» Information provided:
++++++++
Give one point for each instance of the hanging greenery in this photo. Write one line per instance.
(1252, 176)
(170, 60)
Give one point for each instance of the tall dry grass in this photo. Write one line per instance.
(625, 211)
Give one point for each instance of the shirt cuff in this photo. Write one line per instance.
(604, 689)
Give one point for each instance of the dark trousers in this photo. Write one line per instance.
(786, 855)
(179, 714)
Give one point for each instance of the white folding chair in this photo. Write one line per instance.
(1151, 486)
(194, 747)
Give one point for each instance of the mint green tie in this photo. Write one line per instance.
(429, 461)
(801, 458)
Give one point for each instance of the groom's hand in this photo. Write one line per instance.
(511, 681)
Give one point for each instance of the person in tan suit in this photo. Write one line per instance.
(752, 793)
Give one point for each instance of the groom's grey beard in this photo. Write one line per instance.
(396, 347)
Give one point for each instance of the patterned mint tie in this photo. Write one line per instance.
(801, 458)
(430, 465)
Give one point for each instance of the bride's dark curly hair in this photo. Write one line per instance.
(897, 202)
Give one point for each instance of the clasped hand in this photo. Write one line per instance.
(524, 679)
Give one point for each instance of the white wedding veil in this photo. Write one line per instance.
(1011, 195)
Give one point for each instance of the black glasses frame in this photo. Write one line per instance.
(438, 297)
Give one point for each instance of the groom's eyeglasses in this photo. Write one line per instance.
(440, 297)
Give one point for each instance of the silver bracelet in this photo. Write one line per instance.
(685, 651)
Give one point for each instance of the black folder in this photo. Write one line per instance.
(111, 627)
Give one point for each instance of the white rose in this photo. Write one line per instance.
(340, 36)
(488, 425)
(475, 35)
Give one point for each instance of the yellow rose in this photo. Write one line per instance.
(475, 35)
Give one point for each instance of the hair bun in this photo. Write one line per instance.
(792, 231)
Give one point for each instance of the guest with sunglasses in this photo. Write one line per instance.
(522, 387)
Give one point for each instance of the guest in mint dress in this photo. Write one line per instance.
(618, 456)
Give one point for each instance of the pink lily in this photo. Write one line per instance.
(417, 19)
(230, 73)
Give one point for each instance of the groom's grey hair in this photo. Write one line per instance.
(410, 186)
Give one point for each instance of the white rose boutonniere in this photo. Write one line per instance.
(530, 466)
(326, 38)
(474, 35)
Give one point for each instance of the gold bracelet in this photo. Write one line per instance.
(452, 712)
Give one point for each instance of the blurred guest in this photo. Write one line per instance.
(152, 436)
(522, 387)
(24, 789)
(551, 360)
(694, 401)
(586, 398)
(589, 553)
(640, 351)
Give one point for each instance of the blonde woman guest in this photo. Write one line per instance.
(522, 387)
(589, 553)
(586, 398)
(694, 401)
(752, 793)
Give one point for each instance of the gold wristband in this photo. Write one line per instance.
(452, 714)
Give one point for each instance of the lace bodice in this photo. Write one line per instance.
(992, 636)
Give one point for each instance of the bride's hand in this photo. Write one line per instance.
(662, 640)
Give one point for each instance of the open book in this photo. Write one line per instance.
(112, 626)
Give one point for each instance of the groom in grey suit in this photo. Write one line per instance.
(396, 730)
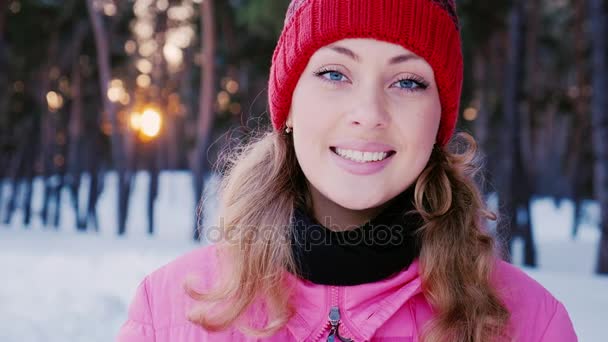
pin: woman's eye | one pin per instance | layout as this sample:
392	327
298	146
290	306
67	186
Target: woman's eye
410	84
332	75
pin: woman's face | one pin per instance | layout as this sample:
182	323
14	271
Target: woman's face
365	115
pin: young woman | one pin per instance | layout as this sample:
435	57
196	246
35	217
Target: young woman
352	219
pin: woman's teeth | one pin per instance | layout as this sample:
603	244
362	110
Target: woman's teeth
361	157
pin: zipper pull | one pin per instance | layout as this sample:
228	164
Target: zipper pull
334	321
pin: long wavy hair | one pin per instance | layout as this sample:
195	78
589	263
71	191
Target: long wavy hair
263	183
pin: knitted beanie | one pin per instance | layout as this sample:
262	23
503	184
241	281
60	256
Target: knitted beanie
428	28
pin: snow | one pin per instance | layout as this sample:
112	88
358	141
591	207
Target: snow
68	286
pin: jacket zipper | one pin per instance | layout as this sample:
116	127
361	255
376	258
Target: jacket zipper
333	321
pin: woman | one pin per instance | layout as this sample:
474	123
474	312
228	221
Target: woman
352	220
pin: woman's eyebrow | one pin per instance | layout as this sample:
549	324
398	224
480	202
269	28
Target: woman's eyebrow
349	53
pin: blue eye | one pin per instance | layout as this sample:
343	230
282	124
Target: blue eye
408	84
331	75
411	84
335	76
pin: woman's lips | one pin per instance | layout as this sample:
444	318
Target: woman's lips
361	168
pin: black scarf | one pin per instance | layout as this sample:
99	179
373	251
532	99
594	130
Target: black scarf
379	248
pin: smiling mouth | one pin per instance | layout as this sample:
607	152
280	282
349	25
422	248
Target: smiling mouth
361	156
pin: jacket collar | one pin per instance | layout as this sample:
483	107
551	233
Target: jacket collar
363	308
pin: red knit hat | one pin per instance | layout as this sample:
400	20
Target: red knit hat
428	28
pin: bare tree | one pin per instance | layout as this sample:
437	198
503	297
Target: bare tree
599	118
206	113
119	156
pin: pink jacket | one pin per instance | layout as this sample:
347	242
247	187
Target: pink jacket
390	310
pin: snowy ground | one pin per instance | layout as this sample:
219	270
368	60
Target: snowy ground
65	286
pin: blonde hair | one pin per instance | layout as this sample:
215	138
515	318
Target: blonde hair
263	183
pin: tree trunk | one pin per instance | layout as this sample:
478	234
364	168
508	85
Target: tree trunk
119	157
575	170
75	128
206	112
599	118
510	137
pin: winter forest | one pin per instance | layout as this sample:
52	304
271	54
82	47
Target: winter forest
114	115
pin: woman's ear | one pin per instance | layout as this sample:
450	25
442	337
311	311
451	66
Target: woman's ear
289	121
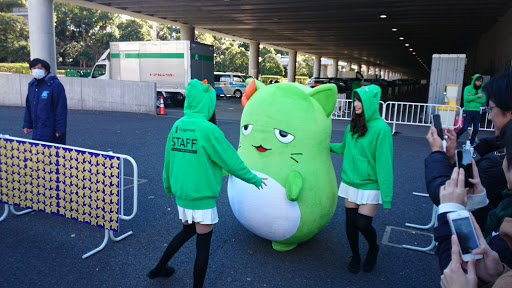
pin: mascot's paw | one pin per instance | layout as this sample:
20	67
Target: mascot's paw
283	246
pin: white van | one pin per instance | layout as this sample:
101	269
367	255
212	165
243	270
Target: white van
229	84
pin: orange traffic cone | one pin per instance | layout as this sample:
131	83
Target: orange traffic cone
161	108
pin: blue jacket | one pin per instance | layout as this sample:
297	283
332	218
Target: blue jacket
46	109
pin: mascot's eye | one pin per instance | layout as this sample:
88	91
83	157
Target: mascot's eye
284	136
246	129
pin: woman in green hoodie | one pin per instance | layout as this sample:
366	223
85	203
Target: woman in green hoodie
195	155
473	100
367	174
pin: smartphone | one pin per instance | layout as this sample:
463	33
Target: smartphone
436	118
462	227
463	160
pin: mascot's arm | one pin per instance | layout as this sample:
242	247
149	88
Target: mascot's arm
167	167
294	184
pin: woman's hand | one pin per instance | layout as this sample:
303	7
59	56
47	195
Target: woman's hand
453	276
489	267
436	143
453	190
263	183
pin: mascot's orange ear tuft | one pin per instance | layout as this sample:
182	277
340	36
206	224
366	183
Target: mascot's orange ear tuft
205	81
249	90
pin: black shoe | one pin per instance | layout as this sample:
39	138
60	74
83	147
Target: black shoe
164	272
354	266
371	259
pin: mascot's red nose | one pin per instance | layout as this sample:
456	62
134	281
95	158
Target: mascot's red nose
261	149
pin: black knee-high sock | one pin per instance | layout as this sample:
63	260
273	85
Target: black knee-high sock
181	238
351	230
202	256
364	224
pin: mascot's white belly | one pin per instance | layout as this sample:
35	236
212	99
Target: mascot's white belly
265	212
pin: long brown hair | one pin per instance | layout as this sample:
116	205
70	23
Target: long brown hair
358	126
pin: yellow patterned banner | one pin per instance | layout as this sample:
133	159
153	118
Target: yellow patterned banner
75	184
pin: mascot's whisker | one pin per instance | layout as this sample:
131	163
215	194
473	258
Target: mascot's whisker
294	158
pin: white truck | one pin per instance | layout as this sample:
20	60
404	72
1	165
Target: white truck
170	64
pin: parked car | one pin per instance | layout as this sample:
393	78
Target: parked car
340	84
229	83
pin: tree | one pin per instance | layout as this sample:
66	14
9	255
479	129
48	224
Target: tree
135	30
82	34
14	45
305	65
270	65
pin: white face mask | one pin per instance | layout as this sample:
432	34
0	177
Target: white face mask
38	73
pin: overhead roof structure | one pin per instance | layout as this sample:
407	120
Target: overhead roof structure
357	31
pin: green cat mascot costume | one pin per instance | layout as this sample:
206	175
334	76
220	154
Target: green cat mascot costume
285	135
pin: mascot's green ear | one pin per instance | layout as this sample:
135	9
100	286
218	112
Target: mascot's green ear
325	95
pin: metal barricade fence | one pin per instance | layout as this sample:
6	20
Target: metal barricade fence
75	183
405	113
344	108
419	114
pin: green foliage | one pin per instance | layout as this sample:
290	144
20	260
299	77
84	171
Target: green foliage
135	30
21	68
14	45
305	66
82	34
270	65
6	6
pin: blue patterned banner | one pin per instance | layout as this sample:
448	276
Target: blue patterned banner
69	182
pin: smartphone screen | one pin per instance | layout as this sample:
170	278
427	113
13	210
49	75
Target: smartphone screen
437	124
465	234
464	162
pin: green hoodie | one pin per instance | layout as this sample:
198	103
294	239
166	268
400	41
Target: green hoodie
197	151
368	160
471	100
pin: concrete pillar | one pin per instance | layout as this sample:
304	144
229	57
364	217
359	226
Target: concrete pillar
188	32
317	66
292	65
42	32
254	56
155	31
335	67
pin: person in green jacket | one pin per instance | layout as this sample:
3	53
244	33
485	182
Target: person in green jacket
473	100
195	156
367	173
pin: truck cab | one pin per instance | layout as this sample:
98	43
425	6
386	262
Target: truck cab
101	69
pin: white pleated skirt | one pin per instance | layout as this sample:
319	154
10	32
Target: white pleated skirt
206	216
359	196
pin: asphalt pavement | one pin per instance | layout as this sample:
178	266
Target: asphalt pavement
++++++++
» Problem requirements: Count the lines above that include the word "pavement". Reply with that number alone.

» Answer box: 2